TASK DETAILS:
Each line from the one that contains "Place a pin on every instance of the metal fence" to the end of the material must be set down exactly, and no line before it.

[Dataset entries]
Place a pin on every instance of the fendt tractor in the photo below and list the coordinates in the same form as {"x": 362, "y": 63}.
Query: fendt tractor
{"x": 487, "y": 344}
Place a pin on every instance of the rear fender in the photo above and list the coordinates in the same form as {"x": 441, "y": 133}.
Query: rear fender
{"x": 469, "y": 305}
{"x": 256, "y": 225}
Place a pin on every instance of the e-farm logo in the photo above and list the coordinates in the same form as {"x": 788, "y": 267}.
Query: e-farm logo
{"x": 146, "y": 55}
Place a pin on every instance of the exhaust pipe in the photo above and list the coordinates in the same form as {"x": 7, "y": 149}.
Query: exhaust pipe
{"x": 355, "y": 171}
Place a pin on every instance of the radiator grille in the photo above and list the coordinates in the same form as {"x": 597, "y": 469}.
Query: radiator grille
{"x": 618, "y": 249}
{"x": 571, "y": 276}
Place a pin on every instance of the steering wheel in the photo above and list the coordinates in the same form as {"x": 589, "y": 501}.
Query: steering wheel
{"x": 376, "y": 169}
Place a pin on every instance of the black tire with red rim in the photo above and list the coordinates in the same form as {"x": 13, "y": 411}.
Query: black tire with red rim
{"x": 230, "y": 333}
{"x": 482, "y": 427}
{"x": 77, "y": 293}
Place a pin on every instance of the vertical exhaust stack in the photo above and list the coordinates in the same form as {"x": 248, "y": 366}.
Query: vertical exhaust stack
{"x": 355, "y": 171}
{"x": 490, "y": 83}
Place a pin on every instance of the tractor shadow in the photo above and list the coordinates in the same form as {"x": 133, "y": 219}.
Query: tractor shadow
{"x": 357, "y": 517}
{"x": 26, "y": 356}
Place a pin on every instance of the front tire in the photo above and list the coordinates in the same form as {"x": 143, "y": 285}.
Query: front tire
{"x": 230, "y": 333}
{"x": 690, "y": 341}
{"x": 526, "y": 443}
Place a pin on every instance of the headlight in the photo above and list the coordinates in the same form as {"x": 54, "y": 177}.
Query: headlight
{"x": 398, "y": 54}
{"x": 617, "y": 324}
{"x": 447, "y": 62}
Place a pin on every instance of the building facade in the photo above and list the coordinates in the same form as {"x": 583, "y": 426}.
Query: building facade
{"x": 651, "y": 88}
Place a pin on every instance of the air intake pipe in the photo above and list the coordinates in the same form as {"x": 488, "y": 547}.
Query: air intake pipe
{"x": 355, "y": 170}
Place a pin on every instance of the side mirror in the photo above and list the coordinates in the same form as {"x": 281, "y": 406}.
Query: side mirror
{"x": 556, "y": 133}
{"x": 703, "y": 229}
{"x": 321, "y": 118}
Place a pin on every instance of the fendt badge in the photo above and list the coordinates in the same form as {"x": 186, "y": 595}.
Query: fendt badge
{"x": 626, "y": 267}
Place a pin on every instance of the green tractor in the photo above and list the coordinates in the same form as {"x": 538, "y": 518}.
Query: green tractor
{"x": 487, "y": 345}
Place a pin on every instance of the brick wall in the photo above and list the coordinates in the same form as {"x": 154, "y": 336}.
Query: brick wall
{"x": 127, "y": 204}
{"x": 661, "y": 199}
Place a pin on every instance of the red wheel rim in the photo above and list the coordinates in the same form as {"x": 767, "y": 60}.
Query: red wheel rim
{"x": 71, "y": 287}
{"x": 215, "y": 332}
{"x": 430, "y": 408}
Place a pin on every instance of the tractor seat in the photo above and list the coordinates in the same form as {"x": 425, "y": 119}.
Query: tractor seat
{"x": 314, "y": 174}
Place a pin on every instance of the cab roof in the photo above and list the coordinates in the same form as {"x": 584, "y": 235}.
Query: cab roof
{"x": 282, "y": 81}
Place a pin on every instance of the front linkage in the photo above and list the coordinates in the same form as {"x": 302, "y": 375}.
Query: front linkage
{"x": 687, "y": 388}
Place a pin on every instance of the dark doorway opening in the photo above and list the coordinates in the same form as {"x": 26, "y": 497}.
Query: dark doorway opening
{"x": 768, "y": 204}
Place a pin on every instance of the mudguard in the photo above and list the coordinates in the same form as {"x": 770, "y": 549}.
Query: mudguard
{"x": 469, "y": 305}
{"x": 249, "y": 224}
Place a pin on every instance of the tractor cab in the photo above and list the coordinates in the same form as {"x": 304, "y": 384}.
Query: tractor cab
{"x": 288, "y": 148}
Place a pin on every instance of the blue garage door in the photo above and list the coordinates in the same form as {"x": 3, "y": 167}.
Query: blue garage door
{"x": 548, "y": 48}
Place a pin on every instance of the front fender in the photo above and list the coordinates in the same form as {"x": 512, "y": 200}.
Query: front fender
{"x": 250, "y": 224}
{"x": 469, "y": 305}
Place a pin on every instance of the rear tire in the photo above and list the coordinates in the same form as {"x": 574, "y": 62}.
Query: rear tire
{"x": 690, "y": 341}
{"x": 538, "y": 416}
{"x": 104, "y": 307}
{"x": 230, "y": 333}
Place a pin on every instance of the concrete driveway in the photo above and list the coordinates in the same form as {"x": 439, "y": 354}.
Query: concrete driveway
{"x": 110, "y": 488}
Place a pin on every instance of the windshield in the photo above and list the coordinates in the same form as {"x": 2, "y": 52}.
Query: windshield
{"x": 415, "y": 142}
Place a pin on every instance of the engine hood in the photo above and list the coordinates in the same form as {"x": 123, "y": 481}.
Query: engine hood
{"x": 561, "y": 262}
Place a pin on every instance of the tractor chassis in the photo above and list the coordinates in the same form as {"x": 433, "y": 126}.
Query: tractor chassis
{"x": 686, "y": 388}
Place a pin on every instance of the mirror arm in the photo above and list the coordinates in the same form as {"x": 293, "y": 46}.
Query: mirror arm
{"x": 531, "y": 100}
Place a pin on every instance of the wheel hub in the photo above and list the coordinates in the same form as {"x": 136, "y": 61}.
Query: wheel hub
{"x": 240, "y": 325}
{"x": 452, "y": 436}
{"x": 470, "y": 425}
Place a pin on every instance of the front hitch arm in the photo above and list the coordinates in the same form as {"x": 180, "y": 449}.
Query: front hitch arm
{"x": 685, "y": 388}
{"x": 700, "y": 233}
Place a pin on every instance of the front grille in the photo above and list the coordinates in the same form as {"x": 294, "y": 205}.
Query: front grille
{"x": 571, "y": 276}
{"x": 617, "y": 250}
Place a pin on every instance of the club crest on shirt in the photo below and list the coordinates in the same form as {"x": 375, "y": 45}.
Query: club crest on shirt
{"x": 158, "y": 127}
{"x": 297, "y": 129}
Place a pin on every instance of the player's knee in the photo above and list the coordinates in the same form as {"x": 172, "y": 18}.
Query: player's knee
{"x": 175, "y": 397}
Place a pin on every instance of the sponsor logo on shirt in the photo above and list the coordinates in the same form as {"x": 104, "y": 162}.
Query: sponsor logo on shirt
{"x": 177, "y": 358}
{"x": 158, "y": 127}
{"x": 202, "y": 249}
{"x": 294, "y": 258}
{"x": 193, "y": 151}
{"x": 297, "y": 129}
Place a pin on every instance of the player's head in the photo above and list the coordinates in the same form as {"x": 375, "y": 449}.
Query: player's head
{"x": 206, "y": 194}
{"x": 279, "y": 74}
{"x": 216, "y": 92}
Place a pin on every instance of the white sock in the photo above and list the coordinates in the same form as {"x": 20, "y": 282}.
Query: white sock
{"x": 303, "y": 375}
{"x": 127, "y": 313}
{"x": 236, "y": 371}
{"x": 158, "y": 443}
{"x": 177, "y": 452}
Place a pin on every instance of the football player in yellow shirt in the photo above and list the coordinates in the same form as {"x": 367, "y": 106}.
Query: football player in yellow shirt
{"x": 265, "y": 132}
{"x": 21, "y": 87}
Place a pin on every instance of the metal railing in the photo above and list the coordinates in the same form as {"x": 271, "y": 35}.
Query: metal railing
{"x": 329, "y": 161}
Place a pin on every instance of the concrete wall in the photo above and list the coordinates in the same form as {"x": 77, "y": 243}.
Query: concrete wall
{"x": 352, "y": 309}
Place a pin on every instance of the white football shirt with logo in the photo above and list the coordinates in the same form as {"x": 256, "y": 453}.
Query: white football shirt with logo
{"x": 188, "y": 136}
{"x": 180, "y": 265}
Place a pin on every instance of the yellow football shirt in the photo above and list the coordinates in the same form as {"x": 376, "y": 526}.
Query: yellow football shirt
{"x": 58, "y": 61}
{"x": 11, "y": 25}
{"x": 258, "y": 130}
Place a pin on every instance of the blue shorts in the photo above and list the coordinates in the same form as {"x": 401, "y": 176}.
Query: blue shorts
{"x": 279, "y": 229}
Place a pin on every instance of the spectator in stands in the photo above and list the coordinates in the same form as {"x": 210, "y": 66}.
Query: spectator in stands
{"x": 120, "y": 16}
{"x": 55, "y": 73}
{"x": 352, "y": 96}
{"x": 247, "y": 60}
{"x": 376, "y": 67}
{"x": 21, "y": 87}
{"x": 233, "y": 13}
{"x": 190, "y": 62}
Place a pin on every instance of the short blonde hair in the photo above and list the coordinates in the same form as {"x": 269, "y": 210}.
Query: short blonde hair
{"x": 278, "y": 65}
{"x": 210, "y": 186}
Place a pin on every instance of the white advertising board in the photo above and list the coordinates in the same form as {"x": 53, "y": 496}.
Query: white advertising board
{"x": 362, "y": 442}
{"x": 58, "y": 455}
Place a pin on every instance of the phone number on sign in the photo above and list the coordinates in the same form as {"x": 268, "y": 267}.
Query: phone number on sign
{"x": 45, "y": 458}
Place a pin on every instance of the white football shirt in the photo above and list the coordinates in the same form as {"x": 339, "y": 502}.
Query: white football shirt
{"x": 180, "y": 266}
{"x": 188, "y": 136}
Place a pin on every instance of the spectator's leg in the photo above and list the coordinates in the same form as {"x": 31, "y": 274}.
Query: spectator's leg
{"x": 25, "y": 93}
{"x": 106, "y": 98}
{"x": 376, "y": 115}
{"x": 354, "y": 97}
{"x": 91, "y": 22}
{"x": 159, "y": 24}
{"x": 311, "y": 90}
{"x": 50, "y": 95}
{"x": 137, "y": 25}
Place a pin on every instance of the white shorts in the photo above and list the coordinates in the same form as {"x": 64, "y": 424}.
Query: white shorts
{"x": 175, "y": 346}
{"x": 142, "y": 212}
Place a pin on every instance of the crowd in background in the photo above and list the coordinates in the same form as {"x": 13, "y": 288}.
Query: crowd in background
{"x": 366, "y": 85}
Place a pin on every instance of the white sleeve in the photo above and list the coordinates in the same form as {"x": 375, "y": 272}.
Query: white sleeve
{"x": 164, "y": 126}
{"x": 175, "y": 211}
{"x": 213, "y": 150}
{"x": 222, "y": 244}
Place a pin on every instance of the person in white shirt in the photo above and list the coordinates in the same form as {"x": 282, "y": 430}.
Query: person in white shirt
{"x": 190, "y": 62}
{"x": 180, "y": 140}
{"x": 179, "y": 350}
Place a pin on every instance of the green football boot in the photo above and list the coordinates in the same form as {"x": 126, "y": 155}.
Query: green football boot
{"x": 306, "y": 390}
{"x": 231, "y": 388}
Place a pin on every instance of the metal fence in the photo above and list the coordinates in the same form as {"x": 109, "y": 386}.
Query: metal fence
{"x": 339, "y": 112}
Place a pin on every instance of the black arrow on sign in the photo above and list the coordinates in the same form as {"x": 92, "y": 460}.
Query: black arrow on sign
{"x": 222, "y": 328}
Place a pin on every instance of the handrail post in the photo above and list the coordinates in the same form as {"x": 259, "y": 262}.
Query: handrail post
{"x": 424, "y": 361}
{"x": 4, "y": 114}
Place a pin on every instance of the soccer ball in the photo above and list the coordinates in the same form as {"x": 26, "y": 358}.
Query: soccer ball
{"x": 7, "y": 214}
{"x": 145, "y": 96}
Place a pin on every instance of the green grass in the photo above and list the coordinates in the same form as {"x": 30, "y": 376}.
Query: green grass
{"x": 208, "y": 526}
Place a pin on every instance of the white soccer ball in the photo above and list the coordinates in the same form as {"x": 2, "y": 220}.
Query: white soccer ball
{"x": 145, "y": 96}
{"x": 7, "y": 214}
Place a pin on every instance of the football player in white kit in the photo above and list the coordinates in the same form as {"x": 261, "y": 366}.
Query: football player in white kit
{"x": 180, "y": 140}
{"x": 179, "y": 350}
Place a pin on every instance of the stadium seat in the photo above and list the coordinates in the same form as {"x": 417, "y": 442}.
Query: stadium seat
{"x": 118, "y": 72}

RIGHT ANSWER:
Place a pin on every instance of the metal fence in the photo above and list the coordinates in the same form as {"x": 109, "y": 386}.
Query: metal fence
{"x": 339, "y": 112}
Place a pin on every instance of the black arrow on sign in the photo above and list the coordinates in the same form as {"x": 92, "y": 460}.
Query: black arrow on sign
{"x": 222, "y": 328}
Place a pin on every instance of the handrail post in the photo above and list the coordinates in the same form as {"x": 259, "y": 262}.
Query: handrail post
{"x": 424, "y": 361}
{"x": 4, "y": 114}
Place a pin on every instance of the soccer ball in the photo above and list the coordinates in the same form as {"x": 26, "y": 358}.
Query: soccer ball
{"x": 7, "y": 214}
{"x": 145, "y": 96}
Place a pin on every instance of the green grass in the photo above and list the coordinates in the same form as {"x": 30, "y": 376}.
Query: green grass
{"x": 208, "y": 526}
Place a pin on every instance of the white soccer ball in the photo above and list the coordinates in the same form as {"x": 2, "y": 220}.
Query: white soccer ball
{"x": 145, "y": 96}
{"x": 7, "y": 214}
Place a pin on every instance of the football player in white kit in the photo above and list the coordinates in the same form as {"x": 261, "y": 366}.
Query: football player in white kit
{"x": 180, "y": 140}
{"x": 179, "y": 350}
Place a pin on every instance of the stadium seat in the photo above and list the coordinates in the same form as {"x": 417, "y": 442}.
Query: stadium seat
{"x": 118, "y": 72}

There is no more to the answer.